- _TASK PROMPT_
From the line that contains "# place one marker on the background" to the last line of the records below, retype each line exactly; leave out everything else.

START GIVEN INFORMATION

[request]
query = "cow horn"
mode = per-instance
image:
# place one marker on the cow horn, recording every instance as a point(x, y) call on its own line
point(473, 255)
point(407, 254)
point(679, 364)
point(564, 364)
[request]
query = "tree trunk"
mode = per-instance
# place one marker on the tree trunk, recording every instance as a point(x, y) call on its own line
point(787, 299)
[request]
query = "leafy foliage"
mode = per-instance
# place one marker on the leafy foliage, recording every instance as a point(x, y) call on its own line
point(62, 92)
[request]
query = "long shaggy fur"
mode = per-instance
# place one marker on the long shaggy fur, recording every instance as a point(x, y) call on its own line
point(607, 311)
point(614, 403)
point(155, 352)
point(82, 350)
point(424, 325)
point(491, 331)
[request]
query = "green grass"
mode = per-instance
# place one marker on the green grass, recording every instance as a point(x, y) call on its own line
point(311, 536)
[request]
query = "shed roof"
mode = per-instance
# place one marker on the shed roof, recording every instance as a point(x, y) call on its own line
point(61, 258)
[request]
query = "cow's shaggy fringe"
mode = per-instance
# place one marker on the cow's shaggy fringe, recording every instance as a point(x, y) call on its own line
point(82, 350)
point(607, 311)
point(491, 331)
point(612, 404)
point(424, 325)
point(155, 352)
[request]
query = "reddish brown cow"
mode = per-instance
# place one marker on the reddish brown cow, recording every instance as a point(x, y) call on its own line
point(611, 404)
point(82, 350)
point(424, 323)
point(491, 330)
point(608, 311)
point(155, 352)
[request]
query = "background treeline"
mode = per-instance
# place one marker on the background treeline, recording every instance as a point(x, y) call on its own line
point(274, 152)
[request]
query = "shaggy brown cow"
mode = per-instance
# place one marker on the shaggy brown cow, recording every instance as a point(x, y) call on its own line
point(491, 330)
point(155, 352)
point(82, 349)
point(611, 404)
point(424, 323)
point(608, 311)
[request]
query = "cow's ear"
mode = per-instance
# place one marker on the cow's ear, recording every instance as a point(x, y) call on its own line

END GIVEN INFORMATION

- _FINAL ANSWER_
# place one marker on the background treeline, recording every instance as a point(x, y) call on its own line
point(274, 152)
[request]
query = "shaggy brown cow"
mode = per-instance
# place one marker on the shaggy brown cow, recording every instance as a point(x, y) call on its own line
point(491, 330)
point(155, 352)
point(82, 349)
point(611, 404)
point(424, 323)
point(608, 311)
[request]
query = "cow's ear"
mode = per-instance
# place one marker on the cow's ear, recording every instance as a point(x, y) call on its own line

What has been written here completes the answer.